## TASK DETAILS
Find each line in the entries below that contains the word "metal", matching case exactly, and copy those lines out in full.

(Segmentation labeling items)
───

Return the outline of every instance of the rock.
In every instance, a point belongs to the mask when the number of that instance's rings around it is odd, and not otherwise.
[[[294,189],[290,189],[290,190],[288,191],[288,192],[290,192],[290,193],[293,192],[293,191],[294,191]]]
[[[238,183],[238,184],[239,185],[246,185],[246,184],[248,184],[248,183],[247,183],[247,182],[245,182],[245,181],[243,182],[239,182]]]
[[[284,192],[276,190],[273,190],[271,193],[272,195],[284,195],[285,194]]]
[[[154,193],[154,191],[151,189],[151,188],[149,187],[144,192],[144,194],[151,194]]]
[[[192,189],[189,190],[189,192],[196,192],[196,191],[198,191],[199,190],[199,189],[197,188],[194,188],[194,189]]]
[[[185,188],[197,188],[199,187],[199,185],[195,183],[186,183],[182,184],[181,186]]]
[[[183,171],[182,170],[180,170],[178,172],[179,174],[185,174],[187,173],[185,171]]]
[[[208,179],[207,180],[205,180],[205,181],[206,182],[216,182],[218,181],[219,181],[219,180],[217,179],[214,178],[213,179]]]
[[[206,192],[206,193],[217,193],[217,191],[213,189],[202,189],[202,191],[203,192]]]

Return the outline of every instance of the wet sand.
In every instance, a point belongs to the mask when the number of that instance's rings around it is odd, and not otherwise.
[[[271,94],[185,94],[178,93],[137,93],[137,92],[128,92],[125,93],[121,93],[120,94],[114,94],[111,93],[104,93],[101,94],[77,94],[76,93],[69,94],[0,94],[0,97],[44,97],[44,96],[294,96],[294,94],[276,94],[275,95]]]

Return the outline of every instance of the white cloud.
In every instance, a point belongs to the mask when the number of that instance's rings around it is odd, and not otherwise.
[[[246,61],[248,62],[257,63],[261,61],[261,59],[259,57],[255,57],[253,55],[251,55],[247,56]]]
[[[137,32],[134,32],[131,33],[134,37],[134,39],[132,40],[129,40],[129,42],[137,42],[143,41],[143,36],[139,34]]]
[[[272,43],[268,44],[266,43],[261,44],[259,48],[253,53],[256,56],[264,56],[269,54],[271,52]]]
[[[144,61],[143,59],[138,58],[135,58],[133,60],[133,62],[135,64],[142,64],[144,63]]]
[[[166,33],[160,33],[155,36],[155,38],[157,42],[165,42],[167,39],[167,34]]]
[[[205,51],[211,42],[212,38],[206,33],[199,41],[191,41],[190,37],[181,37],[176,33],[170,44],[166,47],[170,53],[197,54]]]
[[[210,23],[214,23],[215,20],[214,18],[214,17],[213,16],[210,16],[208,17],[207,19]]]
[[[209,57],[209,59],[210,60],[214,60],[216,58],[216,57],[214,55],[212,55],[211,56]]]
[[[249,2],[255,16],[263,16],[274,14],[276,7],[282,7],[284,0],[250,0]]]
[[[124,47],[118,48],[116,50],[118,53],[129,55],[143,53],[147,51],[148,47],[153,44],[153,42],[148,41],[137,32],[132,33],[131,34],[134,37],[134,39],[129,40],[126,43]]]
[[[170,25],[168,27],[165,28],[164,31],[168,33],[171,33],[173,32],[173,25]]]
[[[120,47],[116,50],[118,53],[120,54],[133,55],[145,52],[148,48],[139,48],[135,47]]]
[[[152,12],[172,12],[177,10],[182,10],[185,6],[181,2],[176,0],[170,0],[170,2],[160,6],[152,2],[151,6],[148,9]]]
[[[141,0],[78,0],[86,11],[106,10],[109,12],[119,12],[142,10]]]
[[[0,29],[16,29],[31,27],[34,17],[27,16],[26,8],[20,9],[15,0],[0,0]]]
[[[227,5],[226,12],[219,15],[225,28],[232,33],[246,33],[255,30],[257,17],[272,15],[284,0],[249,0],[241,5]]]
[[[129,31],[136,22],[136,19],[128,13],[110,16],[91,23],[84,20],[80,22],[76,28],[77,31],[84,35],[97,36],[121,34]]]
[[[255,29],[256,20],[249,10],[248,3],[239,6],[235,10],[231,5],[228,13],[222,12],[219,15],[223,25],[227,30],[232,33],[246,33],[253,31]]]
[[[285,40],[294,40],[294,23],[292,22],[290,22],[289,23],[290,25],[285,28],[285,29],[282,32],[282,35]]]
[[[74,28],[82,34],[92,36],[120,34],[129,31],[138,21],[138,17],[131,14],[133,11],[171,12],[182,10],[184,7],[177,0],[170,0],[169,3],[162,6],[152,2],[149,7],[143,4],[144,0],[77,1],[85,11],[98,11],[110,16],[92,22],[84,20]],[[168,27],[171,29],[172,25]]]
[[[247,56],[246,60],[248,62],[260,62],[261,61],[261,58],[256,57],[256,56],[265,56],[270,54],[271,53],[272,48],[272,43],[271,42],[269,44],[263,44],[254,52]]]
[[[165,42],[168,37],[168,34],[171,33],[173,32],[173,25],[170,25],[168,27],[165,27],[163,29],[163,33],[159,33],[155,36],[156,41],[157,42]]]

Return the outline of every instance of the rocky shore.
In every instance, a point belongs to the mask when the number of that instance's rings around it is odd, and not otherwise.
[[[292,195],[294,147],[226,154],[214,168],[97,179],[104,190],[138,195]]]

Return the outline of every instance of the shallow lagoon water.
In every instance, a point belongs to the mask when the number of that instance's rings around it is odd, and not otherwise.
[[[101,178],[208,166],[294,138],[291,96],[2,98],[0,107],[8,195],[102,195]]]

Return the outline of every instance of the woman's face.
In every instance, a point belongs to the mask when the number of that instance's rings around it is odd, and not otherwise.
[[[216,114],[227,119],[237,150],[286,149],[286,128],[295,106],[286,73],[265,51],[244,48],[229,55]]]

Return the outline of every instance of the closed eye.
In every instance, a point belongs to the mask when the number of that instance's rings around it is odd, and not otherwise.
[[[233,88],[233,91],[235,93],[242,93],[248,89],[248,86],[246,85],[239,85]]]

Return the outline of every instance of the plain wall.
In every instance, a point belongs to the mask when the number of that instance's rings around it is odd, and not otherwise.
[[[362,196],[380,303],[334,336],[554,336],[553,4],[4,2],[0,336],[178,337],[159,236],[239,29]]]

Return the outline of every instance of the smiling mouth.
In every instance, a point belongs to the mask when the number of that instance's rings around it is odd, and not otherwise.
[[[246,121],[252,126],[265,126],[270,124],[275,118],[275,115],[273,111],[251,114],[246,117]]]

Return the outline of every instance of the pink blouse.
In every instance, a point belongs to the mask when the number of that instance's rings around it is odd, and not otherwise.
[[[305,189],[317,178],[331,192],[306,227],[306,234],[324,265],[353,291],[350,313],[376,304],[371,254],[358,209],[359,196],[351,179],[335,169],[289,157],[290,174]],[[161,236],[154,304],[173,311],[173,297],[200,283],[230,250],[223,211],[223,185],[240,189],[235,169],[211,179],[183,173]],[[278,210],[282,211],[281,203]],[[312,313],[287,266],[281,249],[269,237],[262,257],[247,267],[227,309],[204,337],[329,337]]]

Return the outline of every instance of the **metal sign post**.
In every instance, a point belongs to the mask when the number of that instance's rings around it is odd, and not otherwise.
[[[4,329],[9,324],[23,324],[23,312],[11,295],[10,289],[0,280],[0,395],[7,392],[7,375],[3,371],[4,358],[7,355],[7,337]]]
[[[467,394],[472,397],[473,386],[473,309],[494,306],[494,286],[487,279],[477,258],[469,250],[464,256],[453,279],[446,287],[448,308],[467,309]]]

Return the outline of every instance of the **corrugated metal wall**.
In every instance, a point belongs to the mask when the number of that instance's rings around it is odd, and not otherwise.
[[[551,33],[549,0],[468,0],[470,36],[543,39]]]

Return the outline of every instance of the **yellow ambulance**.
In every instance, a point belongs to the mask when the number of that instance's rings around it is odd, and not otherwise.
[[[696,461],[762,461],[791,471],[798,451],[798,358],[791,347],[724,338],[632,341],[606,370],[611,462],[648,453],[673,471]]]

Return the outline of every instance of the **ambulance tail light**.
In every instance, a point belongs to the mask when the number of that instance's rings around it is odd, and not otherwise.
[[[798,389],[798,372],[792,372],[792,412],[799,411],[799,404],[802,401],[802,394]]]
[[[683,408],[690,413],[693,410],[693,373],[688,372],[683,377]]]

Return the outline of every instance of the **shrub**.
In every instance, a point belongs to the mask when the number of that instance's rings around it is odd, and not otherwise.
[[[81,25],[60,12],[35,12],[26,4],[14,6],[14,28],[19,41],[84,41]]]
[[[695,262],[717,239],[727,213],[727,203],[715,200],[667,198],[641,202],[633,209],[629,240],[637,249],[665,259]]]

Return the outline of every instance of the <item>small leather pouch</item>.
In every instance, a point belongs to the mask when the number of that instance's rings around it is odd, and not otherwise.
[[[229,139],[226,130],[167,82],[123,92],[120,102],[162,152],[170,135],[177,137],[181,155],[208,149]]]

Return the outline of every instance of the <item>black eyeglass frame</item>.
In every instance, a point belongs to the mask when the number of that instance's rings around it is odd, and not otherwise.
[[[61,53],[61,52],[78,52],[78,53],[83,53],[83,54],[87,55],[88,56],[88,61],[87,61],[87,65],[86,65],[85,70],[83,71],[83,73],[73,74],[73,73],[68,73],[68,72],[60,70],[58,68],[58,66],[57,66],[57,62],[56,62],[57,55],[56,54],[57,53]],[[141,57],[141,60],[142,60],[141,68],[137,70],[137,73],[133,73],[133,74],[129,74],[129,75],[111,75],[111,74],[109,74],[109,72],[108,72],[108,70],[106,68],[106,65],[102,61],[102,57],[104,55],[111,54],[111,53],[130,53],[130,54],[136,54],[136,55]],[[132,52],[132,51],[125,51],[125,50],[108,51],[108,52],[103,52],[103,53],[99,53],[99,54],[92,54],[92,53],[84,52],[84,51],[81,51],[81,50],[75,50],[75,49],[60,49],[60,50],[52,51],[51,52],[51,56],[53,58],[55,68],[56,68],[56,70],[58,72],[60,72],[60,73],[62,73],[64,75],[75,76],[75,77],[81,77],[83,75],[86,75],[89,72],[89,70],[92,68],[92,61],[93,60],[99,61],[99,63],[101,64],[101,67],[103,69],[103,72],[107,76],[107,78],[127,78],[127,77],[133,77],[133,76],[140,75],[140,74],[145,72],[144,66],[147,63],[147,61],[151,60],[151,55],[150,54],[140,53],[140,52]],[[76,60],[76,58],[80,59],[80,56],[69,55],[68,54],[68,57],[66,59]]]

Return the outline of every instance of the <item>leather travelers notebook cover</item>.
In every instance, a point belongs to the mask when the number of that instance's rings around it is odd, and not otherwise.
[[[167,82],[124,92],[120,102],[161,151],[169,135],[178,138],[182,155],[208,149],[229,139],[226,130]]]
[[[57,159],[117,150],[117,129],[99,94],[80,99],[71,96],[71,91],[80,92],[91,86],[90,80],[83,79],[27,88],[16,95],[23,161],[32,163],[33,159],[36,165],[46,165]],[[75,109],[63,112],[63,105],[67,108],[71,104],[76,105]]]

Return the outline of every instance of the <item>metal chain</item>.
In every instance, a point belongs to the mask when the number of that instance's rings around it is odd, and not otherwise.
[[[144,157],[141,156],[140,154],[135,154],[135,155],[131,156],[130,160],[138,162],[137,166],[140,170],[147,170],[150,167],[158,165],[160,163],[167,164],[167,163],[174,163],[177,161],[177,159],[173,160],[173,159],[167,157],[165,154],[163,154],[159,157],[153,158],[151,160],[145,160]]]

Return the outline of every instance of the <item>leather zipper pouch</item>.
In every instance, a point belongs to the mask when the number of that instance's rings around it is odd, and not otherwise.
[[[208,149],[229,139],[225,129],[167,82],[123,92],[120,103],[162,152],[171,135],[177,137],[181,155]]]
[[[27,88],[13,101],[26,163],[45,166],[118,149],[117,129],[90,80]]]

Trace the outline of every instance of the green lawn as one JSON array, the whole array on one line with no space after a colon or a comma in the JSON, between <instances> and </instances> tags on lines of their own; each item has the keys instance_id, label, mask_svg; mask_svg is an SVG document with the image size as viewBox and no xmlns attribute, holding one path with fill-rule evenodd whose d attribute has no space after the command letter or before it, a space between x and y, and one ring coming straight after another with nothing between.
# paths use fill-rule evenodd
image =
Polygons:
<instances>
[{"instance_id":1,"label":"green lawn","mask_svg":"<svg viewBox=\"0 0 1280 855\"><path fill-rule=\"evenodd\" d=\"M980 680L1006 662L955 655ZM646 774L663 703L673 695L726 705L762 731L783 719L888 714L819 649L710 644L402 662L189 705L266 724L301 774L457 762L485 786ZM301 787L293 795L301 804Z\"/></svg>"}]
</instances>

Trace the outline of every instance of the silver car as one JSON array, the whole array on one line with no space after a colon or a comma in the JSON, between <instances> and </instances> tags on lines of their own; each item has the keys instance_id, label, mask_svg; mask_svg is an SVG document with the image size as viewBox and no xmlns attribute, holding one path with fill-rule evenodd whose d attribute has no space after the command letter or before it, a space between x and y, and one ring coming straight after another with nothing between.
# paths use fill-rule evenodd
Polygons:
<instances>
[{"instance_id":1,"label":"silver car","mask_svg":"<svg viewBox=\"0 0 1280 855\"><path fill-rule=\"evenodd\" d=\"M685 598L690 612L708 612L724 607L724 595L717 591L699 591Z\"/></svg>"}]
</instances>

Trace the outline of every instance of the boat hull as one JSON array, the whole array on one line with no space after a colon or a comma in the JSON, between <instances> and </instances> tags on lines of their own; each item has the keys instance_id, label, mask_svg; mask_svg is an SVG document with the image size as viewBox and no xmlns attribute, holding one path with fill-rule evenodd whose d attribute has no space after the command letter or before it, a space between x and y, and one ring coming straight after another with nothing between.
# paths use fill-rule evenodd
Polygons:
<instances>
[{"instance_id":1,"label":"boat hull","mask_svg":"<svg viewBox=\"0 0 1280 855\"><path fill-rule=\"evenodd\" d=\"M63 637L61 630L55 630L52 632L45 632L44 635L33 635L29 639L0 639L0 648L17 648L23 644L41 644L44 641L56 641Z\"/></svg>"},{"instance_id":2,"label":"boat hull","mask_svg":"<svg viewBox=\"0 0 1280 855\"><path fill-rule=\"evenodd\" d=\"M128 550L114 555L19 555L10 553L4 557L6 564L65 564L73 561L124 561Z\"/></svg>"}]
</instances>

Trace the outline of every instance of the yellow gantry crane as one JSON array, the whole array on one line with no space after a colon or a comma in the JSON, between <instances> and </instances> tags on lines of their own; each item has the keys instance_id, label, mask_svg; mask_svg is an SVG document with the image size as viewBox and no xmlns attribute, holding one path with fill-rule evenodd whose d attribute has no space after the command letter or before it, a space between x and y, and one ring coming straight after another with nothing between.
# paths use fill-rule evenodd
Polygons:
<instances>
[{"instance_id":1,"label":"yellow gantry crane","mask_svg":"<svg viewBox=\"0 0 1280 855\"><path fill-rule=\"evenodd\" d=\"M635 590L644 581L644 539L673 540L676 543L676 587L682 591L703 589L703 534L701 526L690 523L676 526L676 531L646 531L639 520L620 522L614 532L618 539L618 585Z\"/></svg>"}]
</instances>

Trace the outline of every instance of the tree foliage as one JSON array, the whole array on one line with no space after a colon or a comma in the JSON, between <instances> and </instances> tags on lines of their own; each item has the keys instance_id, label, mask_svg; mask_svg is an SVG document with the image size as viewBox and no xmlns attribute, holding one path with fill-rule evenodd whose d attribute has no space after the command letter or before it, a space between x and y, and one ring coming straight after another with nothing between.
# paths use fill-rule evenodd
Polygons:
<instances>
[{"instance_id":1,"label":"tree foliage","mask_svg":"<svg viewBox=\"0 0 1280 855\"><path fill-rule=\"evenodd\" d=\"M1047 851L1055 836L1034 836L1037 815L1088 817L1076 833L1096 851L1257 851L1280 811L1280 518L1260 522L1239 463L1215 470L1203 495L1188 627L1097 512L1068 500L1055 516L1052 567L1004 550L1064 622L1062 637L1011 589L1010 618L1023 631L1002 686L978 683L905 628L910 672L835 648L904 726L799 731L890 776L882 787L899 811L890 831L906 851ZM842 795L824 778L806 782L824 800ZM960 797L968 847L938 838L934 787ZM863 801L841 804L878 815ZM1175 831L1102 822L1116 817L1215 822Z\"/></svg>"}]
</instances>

───

## CORRECT RESULT
Return the outline of every instance of the **metal sign post**.
Return the outline of every instance of the **corrugated metal wall**.
Return the outline of every instance of the <item>metal chain</item>.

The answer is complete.